START Study text

The Strange Career of Jim Crow (1955)—C. Vann Woodward’s seminal work has been cited by none other than The Rev. Dr. Martin Luther King, Jr. as “the historical Bible of the Civil Rights movement.” The book has stood the test of time as a landmark history that also made history. Woodward’s major thesis—that segregation and overt bigotry were relatively recent developments of the 1890s and were not inevitable—had a tremendous impact on our understanding of the South since Reconstruction and the opportunities available to the country in the 1950s and 1960s.

The Fifth Risk (2018)—Author Michael Lewis believes the rift in American life “that is now coursing through American government isn’t between Democrats and Republicans,” but “between the people who are in it for the mission, and the people who are in it for the money.” This short work—written in Lewis’s crisp, clear, yet entertaining style—shows, as others have before him, how decisions made for short-term gain are ripping apart our nation’s social compact.

Life on Earth (2018)—I read David Attenborough’s 2018 edition of his classic Life on Earth while in the U.K. And while I didn’t blog about this book, I was nonetheless taken by the strength of his positions and the clarity of his writing. Early in this work, Attenborough compresses the 4 billion years that have elapsed since the Last Universal Common Ancestor (a population of simple bacteria) lived on earth down to one year. Each day, then, represents around ten million years. In that setting, the oldest worm trails were burrowed through the mud of the Grand Canyon in the second week in November. “The first fish appeared in the limestone seas a week later. The little lizard will have scuttled across the beach during the middle of December and humans did not appear until the evening of 31 December.” Fascinating reading in a richly illustrated edition.

The Source of Self-Regard (2019)—Toni Morrison, Nobel Prize-winning author and arguably our First Lady of Letters, passed away on August 5th as this new book of essays and a recently released documentary entitled Toni Morrison: The Pieces I Am, introduced long-time fans and new readers alike to her towering intellect and broad vision. At the end of “Peril,” the very first offering of the 43 essays found here, Morrison makes the bold statement that, “A writer’s life and work are not a gift to mankind; they are its necessity.” And through 350 pages of speeches, essays, and meditations, she shows why.

END Study text

* _Task list_
(a) Return the stretch of the book notes from "Life on Earth (2018)—I" through "richly illustrated edition.", word for word.
(b) Resume the book notes at the point where they stop, going on in the same manner.

START Provided data

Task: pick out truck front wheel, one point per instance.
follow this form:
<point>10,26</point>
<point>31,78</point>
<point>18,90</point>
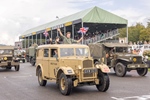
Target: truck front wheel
<point>40,79</point>
<point>103,81</point>
<point>142,71</point>
<point>120,70</point>
<point>65,84</point>
<point>17,67</point>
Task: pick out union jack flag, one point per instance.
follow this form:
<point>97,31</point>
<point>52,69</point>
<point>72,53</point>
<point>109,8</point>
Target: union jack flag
<point>46,33</point>
<point>83,30</point>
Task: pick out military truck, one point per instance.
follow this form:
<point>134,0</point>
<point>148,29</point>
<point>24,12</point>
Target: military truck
<point>116,56</point>
<point>19,55</point>
<point>7,59</point>
<point>70,65</point>
<point>31,53</point>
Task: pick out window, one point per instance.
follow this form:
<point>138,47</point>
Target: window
<point>82,52</point>
<point>46,52</point>
<point>5,51</point>
<point>37,53</point>
<point>54,52</point>
<point>66,52</point>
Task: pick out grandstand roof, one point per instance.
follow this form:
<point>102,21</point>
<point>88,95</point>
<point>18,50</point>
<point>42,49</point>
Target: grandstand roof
<point>91,15</point>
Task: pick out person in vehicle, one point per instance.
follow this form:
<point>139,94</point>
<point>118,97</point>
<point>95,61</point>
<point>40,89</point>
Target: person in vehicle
<point>67,39</point>
<point>55,53</point>
<point>109,56</point>
<point>57,40</point>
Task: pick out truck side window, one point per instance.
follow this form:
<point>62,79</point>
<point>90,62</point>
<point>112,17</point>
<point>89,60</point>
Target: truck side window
<point>46,52</point>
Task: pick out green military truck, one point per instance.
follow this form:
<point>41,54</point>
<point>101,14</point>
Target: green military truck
<point>32,54</point>
<point>116,56</point>
<point>7,59</point>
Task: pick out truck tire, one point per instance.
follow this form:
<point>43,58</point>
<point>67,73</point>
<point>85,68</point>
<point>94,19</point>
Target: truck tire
<point>9,68</point>
<point>17,68</point>
<point>142,71</point>
<point>65,84</point>
<point>40,80</point>
<point>32,62</point>
<point>103,81</point>
<point>23,61</point>
<point>120,70</point>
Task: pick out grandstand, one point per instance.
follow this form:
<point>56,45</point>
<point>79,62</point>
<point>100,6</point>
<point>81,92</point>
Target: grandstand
<point>102,25</point>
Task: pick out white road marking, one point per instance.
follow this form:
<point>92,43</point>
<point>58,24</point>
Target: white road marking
<point>143,97</point>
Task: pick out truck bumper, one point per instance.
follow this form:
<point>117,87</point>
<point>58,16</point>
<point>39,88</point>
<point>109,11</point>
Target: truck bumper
<point>137,66</point>
<point>5,64</point>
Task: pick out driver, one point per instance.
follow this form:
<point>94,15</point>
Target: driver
<point>55,53</point>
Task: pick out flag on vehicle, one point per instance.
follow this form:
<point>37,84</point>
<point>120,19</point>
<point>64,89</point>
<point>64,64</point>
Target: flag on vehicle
<point>83,30</point>
<point>46,33</point>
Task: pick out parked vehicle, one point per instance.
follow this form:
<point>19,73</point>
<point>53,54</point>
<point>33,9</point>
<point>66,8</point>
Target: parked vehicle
<point>7,59</point>
<point>70,65</point>
<point>116,56</point>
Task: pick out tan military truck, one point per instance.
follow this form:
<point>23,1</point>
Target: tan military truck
<point>70,65</point>
<point>19,55</point>
<point>32,54</point>
<point>7,59</point>
<point>117,56</point>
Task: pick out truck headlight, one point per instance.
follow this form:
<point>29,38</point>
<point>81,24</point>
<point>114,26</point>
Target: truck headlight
<point>79,67</point>
<point>97,66</point>
<point>134,59</point>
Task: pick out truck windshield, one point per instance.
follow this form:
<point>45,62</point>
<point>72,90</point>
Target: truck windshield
<point>66,52</point>
<point>121,49</point>
<point>82,52</point>
<point>5,51</point>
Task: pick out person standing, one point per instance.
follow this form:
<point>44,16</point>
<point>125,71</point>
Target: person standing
<point>67,39</point>
<point>57,40</point>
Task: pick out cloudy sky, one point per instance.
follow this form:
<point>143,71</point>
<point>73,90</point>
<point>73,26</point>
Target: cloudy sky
<point>17,16</point>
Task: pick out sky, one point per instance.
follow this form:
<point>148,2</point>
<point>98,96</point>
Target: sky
<point>17,16</point>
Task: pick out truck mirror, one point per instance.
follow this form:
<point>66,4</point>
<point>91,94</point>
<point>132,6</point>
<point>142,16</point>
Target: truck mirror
<point>56,57</point>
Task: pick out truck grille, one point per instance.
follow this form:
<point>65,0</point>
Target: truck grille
<point>87,63</point>
<point>88,75</point>
<point>9,58</point>
<point>138,60</point>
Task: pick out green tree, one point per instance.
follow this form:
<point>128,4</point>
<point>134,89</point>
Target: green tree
<point>133,32</point>
<point>145,34</point>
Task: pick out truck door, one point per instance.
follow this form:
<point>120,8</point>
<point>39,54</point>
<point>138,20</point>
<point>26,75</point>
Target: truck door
<point>45,62</point>
<point>53,63</point>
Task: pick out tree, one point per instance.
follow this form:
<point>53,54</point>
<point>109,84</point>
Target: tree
<point>148,23</point>
<point>133,32</point>
<point>145,34</point>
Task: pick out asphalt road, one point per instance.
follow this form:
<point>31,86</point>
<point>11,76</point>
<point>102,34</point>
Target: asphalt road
<point>23,85</point>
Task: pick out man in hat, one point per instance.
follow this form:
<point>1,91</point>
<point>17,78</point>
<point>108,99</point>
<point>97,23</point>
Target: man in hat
<point>67,39</point>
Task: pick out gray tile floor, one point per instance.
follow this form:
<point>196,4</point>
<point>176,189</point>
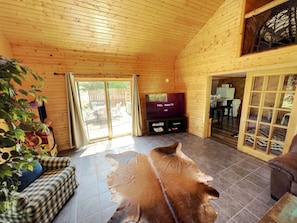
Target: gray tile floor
<point>243,181</point>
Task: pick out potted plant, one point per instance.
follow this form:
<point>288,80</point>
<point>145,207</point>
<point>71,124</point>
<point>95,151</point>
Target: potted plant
<point>15,119</point>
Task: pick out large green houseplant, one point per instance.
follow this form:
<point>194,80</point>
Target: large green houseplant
<point>15,119</point>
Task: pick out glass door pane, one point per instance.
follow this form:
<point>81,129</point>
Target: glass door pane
<point>268,113</point>
<point>120,107</point>
<point>94,109</point>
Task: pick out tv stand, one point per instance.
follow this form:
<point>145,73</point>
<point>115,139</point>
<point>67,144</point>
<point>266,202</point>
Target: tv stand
<point>166,125</point>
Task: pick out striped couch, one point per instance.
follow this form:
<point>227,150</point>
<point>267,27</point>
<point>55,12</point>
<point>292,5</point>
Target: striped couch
<point>45,197</point>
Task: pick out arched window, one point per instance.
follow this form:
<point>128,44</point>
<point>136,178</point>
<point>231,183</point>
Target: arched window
<point>271,29</point>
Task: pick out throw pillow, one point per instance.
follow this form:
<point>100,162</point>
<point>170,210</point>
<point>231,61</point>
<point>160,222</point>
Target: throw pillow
<point>29,176</point>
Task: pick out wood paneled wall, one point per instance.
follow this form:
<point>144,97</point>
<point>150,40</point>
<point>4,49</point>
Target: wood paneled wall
<point>45,61</point>
<point>215,50</point>
<point>5,49</point>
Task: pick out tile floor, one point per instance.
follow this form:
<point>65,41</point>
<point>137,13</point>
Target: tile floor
<point>243,181</point>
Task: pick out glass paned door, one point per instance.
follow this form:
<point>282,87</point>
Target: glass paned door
<point>268,111</point>
<point>119,99</point>
<point>106,108</point>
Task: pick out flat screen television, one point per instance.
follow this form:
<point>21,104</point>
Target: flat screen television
<point>165,105</point>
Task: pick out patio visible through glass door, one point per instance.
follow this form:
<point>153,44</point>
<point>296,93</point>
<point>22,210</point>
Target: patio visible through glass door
<point>106,108</point>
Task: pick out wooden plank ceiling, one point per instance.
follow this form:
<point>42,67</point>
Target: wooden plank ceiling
<point>124,27</point>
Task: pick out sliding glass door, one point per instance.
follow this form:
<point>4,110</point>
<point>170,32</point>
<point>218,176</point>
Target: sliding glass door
<point>105,107</point>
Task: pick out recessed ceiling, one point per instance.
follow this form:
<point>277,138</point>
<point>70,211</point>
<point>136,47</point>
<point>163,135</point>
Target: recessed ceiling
<point>124,27</point>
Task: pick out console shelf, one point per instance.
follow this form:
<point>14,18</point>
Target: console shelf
<point>166,125</point>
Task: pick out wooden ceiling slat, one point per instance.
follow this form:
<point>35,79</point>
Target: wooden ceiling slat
<point>133,27</point>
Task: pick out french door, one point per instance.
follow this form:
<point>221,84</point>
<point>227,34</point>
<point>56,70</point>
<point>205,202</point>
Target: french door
<point>105,107</point>
<point>267,126</point>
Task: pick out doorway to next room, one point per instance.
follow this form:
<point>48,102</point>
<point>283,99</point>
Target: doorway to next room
<point>225,108</point>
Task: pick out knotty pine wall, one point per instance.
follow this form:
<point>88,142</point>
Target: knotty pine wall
<point>216,50</point>
<point>5,48</point>
<point>45,61</point>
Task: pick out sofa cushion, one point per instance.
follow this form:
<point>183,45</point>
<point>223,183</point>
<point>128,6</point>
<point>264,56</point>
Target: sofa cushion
<point>30,176</point>
<point>287,163</point>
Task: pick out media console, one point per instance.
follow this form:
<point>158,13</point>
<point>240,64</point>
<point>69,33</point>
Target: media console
<point>166,125</point>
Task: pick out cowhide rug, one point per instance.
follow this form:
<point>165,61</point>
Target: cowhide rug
<point>165,186</point>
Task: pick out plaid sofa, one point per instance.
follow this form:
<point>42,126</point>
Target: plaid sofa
<point>45,197</point>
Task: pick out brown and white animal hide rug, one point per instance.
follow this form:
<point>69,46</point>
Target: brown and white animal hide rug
<point>165,186</point>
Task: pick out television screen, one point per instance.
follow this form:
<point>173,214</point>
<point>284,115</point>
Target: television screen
<point>165,105</point>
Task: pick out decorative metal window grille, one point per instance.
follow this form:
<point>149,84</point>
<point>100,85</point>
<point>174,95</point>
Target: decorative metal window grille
<point>271,29</point>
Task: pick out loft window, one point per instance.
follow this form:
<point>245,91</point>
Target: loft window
<point>273,28</point>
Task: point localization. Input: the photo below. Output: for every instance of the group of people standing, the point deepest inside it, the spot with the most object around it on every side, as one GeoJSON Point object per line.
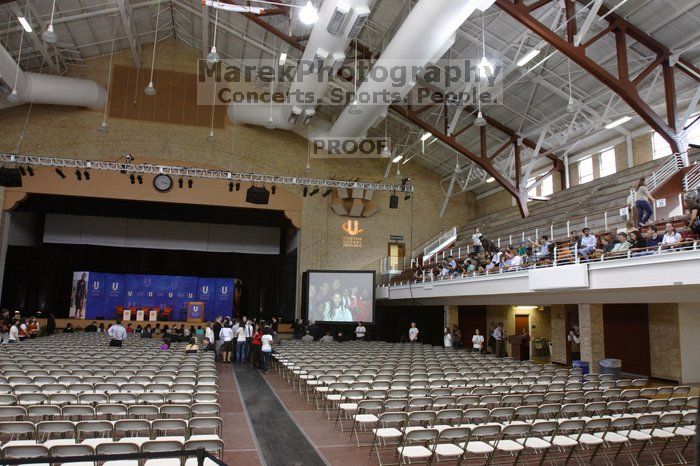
{"type": "Point", "coordinates": [244, 341]}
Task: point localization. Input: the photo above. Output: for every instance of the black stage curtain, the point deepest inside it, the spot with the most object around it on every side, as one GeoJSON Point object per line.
{"type": "Point", "coordinates": [392, 323]}
{"type": "Point", "coordinates": [40, 278]}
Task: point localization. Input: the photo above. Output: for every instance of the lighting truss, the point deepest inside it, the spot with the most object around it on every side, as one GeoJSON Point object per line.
{"type": "Point", "coordinates": [193, 172]}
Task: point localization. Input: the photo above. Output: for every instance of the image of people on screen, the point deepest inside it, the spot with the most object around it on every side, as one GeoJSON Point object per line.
{"type": "Point", "coordinates": [338, 300]}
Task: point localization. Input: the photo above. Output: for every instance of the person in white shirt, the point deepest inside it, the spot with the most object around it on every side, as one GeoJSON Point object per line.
{"type": "Point", "coordinates": [588, 243]}
{"type": "Point", "coordinates": [117, 334]}
{"type": "Point", "coordinates": [240, 344]}
{"type": "Point", "coordinates": [360, 331]}
{"type": "Point", "coordinates": [266, 341]}
{"type": "Point", "coordinates": [476, 241]}
{"type": "Point", "coordinates": [226, 338]}
{"type": "Point", "coordinates": [499, 336]}
{"type": "Point", "coordinates": [477, 342]}
{"type": "Point", "coordinates": [671, 236]}
{"type": "Point", "coordinates": [447, 337]}
{"type": "Point", "coordinates": [413, 333]}
{"type": "Point", "coordinates": [14, 332]}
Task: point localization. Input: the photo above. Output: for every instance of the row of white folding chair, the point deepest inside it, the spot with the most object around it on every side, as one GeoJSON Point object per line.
{"type": "Point", "coordinates": [496, 442]}
{"type": "Point", "coordinates": [212, 446]}
{"type": "Point", "coordinates": [68, 432]}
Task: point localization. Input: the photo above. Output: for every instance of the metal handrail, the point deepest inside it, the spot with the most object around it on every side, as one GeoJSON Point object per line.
{"type": "Point", "coordinates": [200, 453]}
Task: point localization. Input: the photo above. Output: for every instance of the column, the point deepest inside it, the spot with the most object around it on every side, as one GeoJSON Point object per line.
{"type": "Point", "coordinates": [590, 321]}
{"type": "Point", "coordinates": [558, 325]}
{"type": "Point", "coordinates": [689, 329]}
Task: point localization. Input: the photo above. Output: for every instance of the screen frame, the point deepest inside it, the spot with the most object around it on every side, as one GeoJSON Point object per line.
{"type": "Point", "coordinates": [305, 295]}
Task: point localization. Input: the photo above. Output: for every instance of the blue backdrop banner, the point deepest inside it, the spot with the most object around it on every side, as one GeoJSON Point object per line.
{"type": "Point", "coordinates": [107, 291]}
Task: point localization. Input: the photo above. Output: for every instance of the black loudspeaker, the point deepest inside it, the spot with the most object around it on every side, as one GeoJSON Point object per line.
{"type": "Point", "coordinates": [10, 178]}
{"type": "Point", "coordinates": [394, 201]}
{"type": "Point", "coordinates": [256, 195]}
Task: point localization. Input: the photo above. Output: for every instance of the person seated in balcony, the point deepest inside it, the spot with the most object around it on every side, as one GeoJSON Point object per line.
{"type": "Point", "coordinates": [654, 239]}
{"type": "Point", "coordinates": [622, 245]}
{"type": "Point", "coordinates": [638, 244]}
{"type": "Point", "coordinates": [587, 244]}
{"type": "Point", "coordinates": [643, 202]}
{"type": "Point", "coordinates": [671, 237]}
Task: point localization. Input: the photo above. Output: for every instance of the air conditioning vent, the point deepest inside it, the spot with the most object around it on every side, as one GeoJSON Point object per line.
{"type": "Point", "coordinates": [338, 18]}
{"type": "Point", "coordinates": [361, 17]}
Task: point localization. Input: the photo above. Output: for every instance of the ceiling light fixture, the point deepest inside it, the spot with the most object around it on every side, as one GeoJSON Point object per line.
{"type": "Point", "coordinates": [150, 89]}
{"type": "Point", "coordinates": [25, 24]}
{"type": "Point", "coordinates": [618, 122]}
{"type": "Point", "coordinates": [309, 14]}
{"type": "Point", "coordinates": [49, 35]}
{"type": "Point", "coordinates": [480, 120]}
{"type": "Point", "coordinates": [213, 57]}
{"type": "Point", "coordinates": [528, 57]}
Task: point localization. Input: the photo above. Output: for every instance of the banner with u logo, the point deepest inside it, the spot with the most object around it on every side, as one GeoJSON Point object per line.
{"type": "Point", "coordinates": [105, 292]}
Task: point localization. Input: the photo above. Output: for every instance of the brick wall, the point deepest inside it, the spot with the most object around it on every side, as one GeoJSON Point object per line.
{"type": "Point", "coordinates": [664, 341]}
{"type": "Point", "coordinates": [72, 132]}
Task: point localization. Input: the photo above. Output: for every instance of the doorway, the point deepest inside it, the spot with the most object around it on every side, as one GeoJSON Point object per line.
{"type": "Point", "coordinates": [522, 321]}
{"type": "Point", "coordinates": [396, 253]}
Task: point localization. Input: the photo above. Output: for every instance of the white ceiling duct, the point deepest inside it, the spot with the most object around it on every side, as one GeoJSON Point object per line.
{"type": "Point", "coordinates": [422, 38]}
{"type": "Point", "coordinates": [51, 89]}
{"type": "Point", "coordinates": [332, 46]}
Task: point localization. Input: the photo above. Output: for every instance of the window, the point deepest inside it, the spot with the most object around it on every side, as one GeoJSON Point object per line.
{"type": "Point", "coordinates": [607, 162]}
{"type": "Point", "coordinates": [585, 170]}
{"type": "Point", "coordinates": [660, 146]}
{"type": "Point", "coordinates": [547, 186]}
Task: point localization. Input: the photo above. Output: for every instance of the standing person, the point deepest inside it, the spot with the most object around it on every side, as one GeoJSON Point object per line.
{"type": "Point", "coordinates": [226, 342]}
{"type": "Point", "coordinates": [360, 331]}
{"type": "Point", "coordinates": [256, 347]}
{"type": "Point", "coordinates": [413, 333]}
{"type": "Point", "coordinates": [117, 334]}
{"type": "Point", "coordinates": [492, 341]}
{"type": "Point", "coordinates": [456, 337]}
{"type": "Point", "coordinates": [574, 339]}
{"type": "Point", "coordinates": [643, 202]}
{"type": "Point", "coordinates": [499, 337]}
{"type": "Point", "coordinates": [447, 337]}
{"type": "Point", "coordinates": [476, 241]}
{"type": "Point", "coordinates": [477, 342]}
{"type": "Point", "coordinates": [240, 344]}
{"type": "Point", "coordinates": [266, 350]}
{"type": "Point", "coordinates": [216, 327]}
{"type": "Point", "coordinates": [13, 334]}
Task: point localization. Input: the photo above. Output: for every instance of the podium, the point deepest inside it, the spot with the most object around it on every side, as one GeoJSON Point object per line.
{"type": "Point", "coordinates": [520, 347]}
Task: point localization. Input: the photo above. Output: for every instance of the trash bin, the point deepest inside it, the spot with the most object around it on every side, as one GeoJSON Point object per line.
{"type": "Point", "coordinates": [583, 365]}
{"type": "Point", "coordinates": [611, 366]}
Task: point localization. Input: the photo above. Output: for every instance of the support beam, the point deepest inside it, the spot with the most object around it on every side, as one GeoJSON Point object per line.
{"type": "Point", "coordinates": [125, 13]}
{"type": "Point", "coordinates": [621, 86]}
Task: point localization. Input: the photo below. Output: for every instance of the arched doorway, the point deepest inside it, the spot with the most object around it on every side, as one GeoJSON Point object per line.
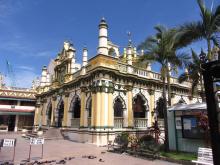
{"type": "Point", "coordinates": [75, 109]}
{"type": "Point", "coordinates": [160, 112]}
{"type": "Point", "coordinates": [140, 110]}
{"type": "Point", "coordinates": [119, 106]}
{"type": "Point", "coordinates": [89, 110]}
{"type": "Point", "coordinates": [49, 113]}
{"type": "Point", "coordinates": [159, 108]}
{"type": "Point", "coordinates": [60, 112]}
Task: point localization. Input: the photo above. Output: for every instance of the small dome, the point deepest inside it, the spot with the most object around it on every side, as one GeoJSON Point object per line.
{"type": "Point", "coordinates": [103, 22]}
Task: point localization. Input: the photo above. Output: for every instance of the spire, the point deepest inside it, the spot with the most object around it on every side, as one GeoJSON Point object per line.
{"type": "Point", "coordinates": [43, 76]}
{"type": "Point", "coordinates": [85, 56]}
{"type": "Point", "coordinates": [103, 37]}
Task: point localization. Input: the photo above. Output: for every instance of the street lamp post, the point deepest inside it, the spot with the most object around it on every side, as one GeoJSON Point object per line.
{"type": "Point", "coordinates": [211, 75]}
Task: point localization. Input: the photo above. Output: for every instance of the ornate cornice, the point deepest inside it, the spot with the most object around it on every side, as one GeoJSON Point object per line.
{"type": "Point", "coordinates": [151, 91]}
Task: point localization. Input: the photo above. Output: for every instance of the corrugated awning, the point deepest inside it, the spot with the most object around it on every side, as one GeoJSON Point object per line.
{"type": "Point", "coordinates": [16, 113]}
{"type": "Point", "coordinates": [185, 107]}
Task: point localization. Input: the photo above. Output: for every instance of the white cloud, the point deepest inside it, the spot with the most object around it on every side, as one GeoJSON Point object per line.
{"type": "Point", "coordinates": [22, 79]}
{"type": "Point", "coordinates": [27, 68]}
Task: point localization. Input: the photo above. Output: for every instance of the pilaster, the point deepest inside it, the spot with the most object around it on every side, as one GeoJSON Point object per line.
{"type": "Point", "coordinates": [151, 107]}
{"type": "Point", "coordinates": [130, 108]}
{"type": "Point", "coordinates": [83, 108]}
{"type": "Point", "coordinates": [110, 110]}
{"type": "Point", "coordinates": [66, 105]}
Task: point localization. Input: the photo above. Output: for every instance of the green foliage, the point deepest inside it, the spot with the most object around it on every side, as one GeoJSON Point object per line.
{"type": "Point", "coordinates": [207, 28]}
{"type": "Point", "coordinates": [179, 155]}
{"type": "Point", "coordinates": [148, 142]}
{"type": "Point", "coordinates": [122, 139]}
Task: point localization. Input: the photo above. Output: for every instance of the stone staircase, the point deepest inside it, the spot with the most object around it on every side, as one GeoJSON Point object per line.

END Provided data

* _Activity answers_
(a)
Life on Earth (2018)—I read David Attenborough’s 2018 edition of his classic Life on Earth while in the U.K. And while I didn’t blog about this book, I was nonetheless taken by the strength of his positions and the clarity of his writing. Early in this work, Attenborough compresses the 4 billion years that have elapsed since the Last Universal Common Ancestor (a population of simple bacteria) lived on earth down to one year. Each day, then, represents around ten million years. In that setting, the oldest worm trails were burrowed through the mud of the Grand Canyon in the second week in November. “The first fish appeared in the limestone seas a week later. The little lizard will have scuttled across the beach during the middle of December and humans did not appear until the evening of 31 December.” Fascinating reading in a richly illustrated edition.

(b)
Infinite Baseball
“Infinite Baseball: Notes from a Philosopher at the Ballpark” by Alva Noe

Infinite Baseball: Notes from a Philosopher at the Ballpark (2019)—This short and entertaining work, written by Alva Noë, a professor of philosophy at the University of California, Berkeley, and a lifelong New York Mets fan, led me to go against my standing policy of rejecting books with jacket blurbs by George Will. Instead, I took a flyer on this set of 33 essays, most of them repurposed from National Public Radio’s discontinued science blog 13:7:Cosmos and Culture, and came away finding challenging and intriguing points-of-view on topics that every fan—philosopher or casual observer—would understand.

Between You and Me: Confessions of a Comma Queen (2015)—Long time New Yorker copy editor Mary Norris has not written a style manual, per se, but rather a memoir of a life lived with an obsession for clear writing. Her memories from The New Yorker and beyond are told with the wit of a natural-born storyteller. I am pretty confident that I’ve never laughed out loud when reading a book on grammar; yet, I did so more than once on the subway while devouring Between You and Me.

Sacred Liberty: America’s Long, Bloody, and Ongoing Struggle for Religious Freedom (2019)—Steven Waldman’s new work is a companion, of sorts, to his earlier Founding Faith, and it stands as an impressive overview of America’s long struggle to craft a new way forward in supporting religious freedom. Waldman goes into some depth to describe James Madison’s “ingenious, counterintuitive, and often-misunderstood blueprint for the religious liberty we enjoy today.” Madison argued that the best way to promote religion was to leave it alone. That was—and still is—a radical concept.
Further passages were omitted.